Short exercise ->
Copy out every one of the records below, putting "this image" wherever "this photo" appears and leaving all other wording unchanged. Omit the pictures.

Material provided ->
○ ○ ○ ○

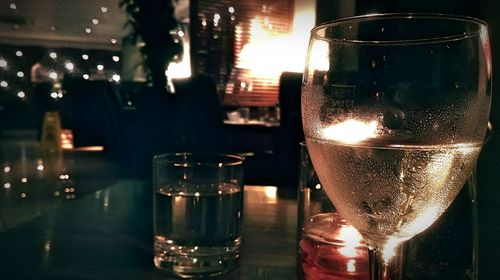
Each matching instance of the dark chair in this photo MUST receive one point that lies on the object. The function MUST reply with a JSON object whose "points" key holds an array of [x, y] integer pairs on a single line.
{"points": [[148, 127], [290, 133], [91, 119], [199, 117]]}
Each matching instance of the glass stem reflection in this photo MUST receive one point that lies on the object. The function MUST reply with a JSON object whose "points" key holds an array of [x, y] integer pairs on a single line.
{"points": [[381, 270]]}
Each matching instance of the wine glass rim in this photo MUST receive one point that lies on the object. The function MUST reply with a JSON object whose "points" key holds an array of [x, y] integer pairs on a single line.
{"points": [[481, 24], [185, 159]]}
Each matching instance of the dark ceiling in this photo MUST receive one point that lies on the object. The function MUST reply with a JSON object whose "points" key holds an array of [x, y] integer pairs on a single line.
{"points": [[97, 24]]}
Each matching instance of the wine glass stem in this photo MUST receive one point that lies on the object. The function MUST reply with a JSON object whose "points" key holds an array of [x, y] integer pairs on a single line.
{"points": [[380, 270]]}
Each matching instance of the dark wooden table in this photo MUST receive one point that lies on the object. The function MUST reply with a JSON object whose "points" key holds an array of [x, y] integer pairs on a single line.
{"points": [[108, 235]]}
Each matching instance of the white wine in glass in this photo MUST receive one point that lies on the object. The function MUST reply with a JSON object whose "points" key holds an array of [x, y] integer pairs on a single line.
{"points": [[395, 109]]}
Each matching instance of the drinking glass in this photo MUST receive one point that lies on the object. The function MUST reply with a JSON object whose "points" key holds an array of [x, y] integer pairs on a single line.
{"points": [[395, 109], [198, 200]]}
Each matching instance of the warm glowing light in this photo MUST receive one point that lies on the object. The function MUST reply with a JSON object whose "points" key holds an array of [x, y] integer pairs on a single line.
{"points": [[69, 66], [53, 75], [352, 241], [351, 131], [389, 250], [351, 266], [288, 52], [91, 149], [271, 193], [485, 41], [116, 78]]}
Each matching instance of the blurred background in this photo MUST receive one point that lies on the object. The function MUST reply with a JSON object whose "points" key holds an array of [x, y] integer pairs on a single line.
{"points": [[232, 80]]}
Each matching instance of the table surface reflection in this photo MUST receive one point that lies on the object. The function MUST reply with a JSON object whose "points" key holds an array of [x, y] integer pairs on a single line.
{"points": [[108, 235]]}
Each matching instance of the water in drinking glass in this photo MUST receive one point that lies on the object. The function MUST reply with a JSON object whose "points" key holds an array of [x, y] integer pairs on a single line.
{"points": [[197, 224], [197, 205]]}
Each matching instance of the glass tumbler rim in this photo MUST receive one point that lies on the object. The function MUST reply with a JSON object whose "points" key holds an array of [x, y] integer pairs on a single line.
{"points": [[188, 159], [481, 26]]}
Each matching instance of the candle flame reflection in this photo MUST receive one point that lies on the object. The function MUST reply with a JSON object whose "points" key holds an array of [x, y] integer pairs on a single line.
{"points": [[351, 131], [352, 241]]}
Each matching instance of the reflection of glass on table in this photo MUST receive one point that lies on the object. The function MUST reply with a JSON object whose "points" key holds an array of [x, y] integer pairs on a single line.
{"points": [[329, 248]]}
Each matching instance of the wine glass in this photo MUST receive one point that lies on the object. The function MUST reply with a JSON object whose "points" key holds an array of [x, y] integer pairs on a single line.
{"points": [[395, 109]]}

○ ○ ○ ○

Result below ->
Each matching instance of the dark chair in this image MUST receive one point that lies on the object. The function MUST reply with a JSON object whose "points" key holds an array of [x, y] integer pairs on a single line.
{"points": [[148, 127], [290, 133], [91, 119], [199, 117]]}
Each matching instance of the glass stem reflection in this image MUST receive one point that lies on the object. The function MUST reply with a JSON object whose "points" key holds an array of [x, y] integer pairs on a single line.
{"points": [[381, 270]]}
Each matching instance of the wine glass rim in this image MUST receive one point that lies on the object. The function MUST reply with a JSON object whose "points" key holds an array of [x, y] integer pairs on a single line.
{"points": [[481, 24], [185, 159]]}
Each matching instance of the dark ceiling in this image MUST receive one point that lies on the object. The function MUST reply with a JSON object whose "points" key holds an array of [x, y] integer pairs on a single line.
{"points": [[97, 24]]}
Each matching instance of the wine glass stem in this image MUST receive one point that lies on the object. The function MUST reply with a JSON object whose "points" key holds an array of [x, y] integer pairs on a single line.
{"points": [[380, 270]]}
Each matching instance of the dark wooden table in this image MUST receive one point that lies on the object. The function MUST reply with a JSON object whose "points" key holds an array of [x, y] integer pairs on a single line.
{"points": [[108, 235]]}
Each matching instance of the white wine in glass in this image MUST receive one point that lies on the object. The function MUST reply with a JSON object whose "points" key holds an array of [x, y] integer pairs on a single line.
{"points": [[395, 109]]}
Each matching instance of the drinking glass in this image MUST receive one point that lies on the object. The function MUST reply with a JSON object whose "points" key holds an array of [x, y] integer pairs on a single line.
{"points": [[395, 109], [198, 200]]}
Each matching instance of the warm glowing light in this image MUST receive one point that lies on the object. The function MUST reply with a JSON object whose "points" key holds an array of [x, y] integer pairs on a single line.
{"points": [[69, 66], [53, 75], [352, 241], [351, 131], [389, 250], [351, 266], [288, 52], [91, 149], [271, 193], [485, 41], [116, 78]]}
Each matching instance of the blurred background in this image MUST receive one point that lies on the object. The function MUST reply with a JSON object whose "points" key holds an array of [x, y] integer pairs on a single line.
{"points": [[232, 80]]}
Each matching instance of the table surface reflection in this image MUST receive one point that lies on the object. The function MUST reply with a JSON object whose "points" key holds an array of [x, y] integer pairs on a single line.
{"points": [[108, 235]]}
Each matching instance of the water in drinking glass in this image MUST receive one point that lies on the object. The function MUST reply with a JSON object whose "points" key holds an array of [x, y] integer pairs on a single line.
{"points": [[197, 224], [197, 205]]}
Each matching instance of the glass tumbler rim in this image MUST receive one point that lies on the object. The function MUST reply with a JSON object whose "points" key holds an array of [x, y] integer pairs on a single line.
{"points": [[188, 159], [481, 26]]}
Each matching instance of the candle flame reflection in this image MUST receive one point that lies on the object. The function MUST reply with a JSON object whose "points" key holds an array of [x, y] integer pairs on a single line.
{"points": [[351, 131], [352, 241]]}
Each matching instance of the reflection of glass on table in this image MUST receive one point that lies on the object. The function MUST reply with a JSON object whose "points" key holds an array of [x, y] integer pairs on a single line.
{"points": [[329, 248]]}
Each matching instance of the wine glass in this image MUST receive one point that lies on the object. The function MUST reply with a JSON object whose "points" key holds an array of [x, y] integer pairs on a single line.
{"points": [[395, 109]]}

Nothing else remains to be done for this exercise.